Exercise objective | In the data, find the word "temple" and copy out every line that has it.

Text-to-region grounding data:
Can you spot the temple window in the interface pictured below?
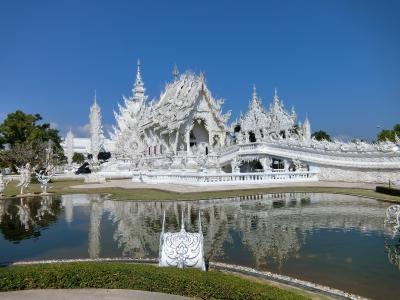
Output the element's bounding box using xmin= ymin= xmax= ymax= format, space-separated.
xmin=249 ymin=131 xmax=256 ymax=143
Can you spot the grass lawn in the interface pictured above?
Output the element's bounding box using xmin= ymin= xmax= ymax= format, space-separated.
xmin=0 ymin=262 xmax=309 ymax=300
xmin=3 ymin=180 xmax=400 ymax=203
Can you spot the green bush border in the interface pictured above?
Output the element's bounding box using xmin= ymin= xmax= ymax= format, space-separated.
xmin=0 ymin=262 xmax=307 ymax=300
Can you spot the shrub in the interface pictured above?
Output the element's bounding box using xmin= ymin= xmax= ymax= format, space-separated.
xmin=0 ymin=262 xmax=307 ymax=300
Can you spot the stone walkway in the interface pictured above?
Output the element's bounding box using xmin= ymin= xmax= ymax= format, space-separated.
xmin=71 ymin=179 xmax=376 ymax=193
xmin=0 ymin=289 xmax=193 ymax=300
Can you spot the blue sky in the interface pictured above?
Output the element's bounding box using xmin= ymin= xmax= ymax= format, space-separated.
xmin=0 ymin=0 xmax=399 ymax=140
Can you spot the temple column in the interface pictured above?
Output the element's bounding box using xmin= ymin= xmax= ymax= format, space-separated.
xmin=255 ymin=130 xmax=261 ymax=142
xmin=220 ymin=134 xmax=226 ymax=148
xmin=208 ymin=131 xmax=213 ymax=152
xmin=174 ymin=130 xmax=179 ymax=155
xmin=186 ymin=129 xmax=191 ymax=155
xmin=283 ymin=159 xmax=289 ymax=171
xmin=245 ymin=132 xmax=249 ymax=143
xmin=259 ymin=157 xmax=268 ymax=172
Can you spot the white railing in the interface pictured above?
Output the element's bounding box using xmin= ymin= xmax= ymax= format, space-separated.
xmin=132 ymin=170 xmax=318 ymax=186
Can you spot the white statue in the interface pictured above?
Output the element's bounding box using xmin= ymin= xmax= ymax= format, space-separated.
xmin=16 ymin=163 xmax=33 ymax=195
xmin=0 ymin=171 xmax=11 ymax=197
xmin=35 ymin=170 xmax=54 ymax=194
xmin=159 ymin=210 xmax=205 ymax=271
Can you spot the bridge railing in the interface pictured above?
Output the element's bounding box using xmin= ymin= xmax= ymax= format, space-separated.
xmin=132 ymin=170 xmax=318 ymax=185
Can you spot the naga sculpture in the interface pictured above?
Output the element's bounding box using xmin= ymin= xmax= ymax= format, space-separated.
xmin=159 ymin=210 xmax=205 ymax=271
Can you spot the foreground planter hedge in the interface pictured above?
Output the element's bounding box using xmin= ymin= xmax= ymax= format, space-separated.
xmin=0 ymin=262 xmax=307 ymax=300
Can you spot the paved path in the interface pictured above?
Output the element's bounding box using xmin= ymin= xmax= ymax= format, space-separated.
xmin=71 ymin=179 xmax=376 ymax=193
xmin=0 ymin=289 xmax=193 ymax=300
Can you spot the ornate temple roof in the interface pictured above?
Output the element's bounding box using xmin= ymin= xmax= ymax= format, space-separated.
xmin=240 ymin=85 xmax=270 ymax=132
xmin=240 ymin=87 xmax=296 ymax=134
xmin=143 ymin=71 xmax=230 ymax=131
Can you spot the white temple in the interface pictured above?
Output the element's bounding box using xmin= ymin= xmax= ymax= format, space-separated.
xmin=63 ymin=60 xmax=400 ymax=184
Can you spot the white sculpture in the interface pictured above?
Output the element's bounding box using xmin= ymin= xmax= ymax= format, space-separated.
xmin=159 ymin=210 xmax=206 ymax=271
xmin=0 ymin=171 xmax=11 ymax=197
xmin=65 ymin=129 xmax=74 ymax=168
xmin=84 ymin=159 xmax=106 ymax=184
xmin=16 ymin=163 xmax=33 ymax=195
xmin=89 ymin=91 xmax=104 ymax=164
xmin=35 ymin=170 xmax=54 ymax=194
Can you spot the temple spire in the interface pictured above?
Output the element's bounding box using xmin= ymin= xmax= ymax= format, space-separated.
xmin=132 ymin=58 xmax=145 ymax=102
xmin=172 ymin=64 xmax=179 ymax=81
xmin=303 ymin=115 xmax=311 ymax=141
xmin=252 ymin=84 xmax=257 ymax=100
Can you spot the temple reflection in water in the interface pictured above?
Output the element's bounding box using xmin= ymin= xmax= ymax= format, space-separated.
xmin=1 ymin=193 xmax=394 ymax=266
xmin=2 ymin=192 xmax=400 ymax=299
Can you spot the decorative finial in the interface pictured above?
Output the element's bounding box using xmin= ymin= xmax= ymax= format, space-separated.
xmin=252 ymin=84 xmax=257 ymax=99
xmin=199 ymin=71 xmax=205 ymax=82
xmin=133 ymin=58 xmax=145 ymax=98
xmin=136 ymin=59 xmax=142 ymax=79
xmin=172 ymin=64 xmax=179 ymax=81
xmin=94 ymin=90 xmax=97 ymax=104
xmin=274 ymin=87 xmax=278 ymax=98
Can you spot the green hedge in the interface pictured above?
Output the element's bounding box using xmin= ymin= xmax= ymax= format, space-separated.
xmin=0 ymin=262 xmax=307 ymax=300
xmin=376 ymin=186 xmax=400 ymax=197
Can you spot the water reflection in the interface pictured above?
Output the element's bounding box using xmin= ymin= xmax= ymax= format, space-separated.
xmin=0 ymin=196 xmax=61 ymax=242
xmin=384 ymin=222 xmax=400 ymax=271
xmin=1 ymin=193 xmax=400 ymax=299
xmin=0 ymin=193 xmax=389 ymax=263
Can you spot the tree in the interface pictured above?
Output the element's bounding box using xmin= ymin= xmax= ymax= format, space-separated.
xmin=0 ymin=110 xmax=62 ymax=147
xmin=312 ymin=130 xmax=332 ymax=142
xmin=98 ymin=151 xmax=111 ymax=161
xmin=377 ymin=124 xmax=400 ymax=143
xmin=72 ymin=152 xmax=85 ymax=164
xmin=0 ymin=110 xmax=64 ymax=171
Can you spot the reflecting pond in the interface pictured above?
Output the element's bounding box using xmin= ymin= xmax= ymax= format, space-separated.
xmin=0 ymin=193 xmax=399 ymax=299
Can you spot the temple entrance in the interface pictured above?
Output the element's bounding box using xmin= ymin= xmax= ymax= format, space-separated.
xmin=271 ymin=158 xmax=284 ymax=170
xmin=190 ymin=119 xmax=209 ymax=155
xmin=240 ymin=160 xmax=263 ymax=173
xmin=249 ymin=131 xmax=256 ymax=143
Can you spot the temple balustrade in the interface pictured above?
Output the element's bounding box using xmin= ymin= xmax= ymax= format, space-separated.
xmin=219 ymin=142 xmax=400 ymax=170
xmin=132 ymin=170 xmax=318 ymax=185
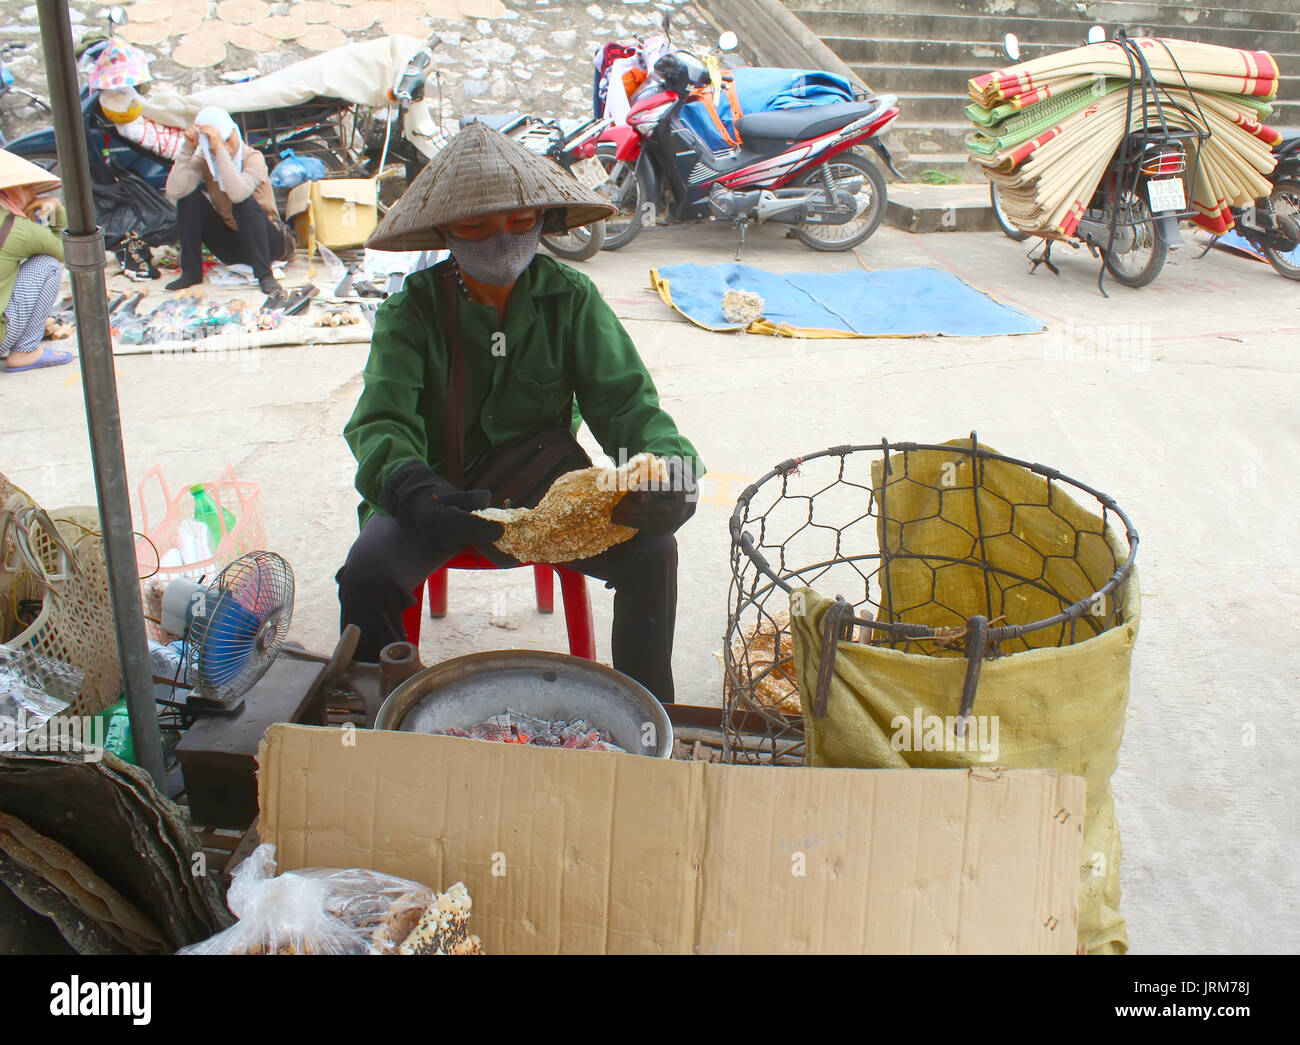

Answer box |
Can you spot the temple window in the interface pictured below?
Can you spot the temple column in the interface pictured above?
Can you spot the ornate temple roof in the interface pictured above?
Can you spot the white temple in the interface pictured above?
Can you spot the temple spire in the interface pictured above?
Can you spot the temple reflection in water in the interface pictured above?
Can you spot the temple entrance in the interface pictured above?
Can you spot the temple balustrade in the interface pictured above?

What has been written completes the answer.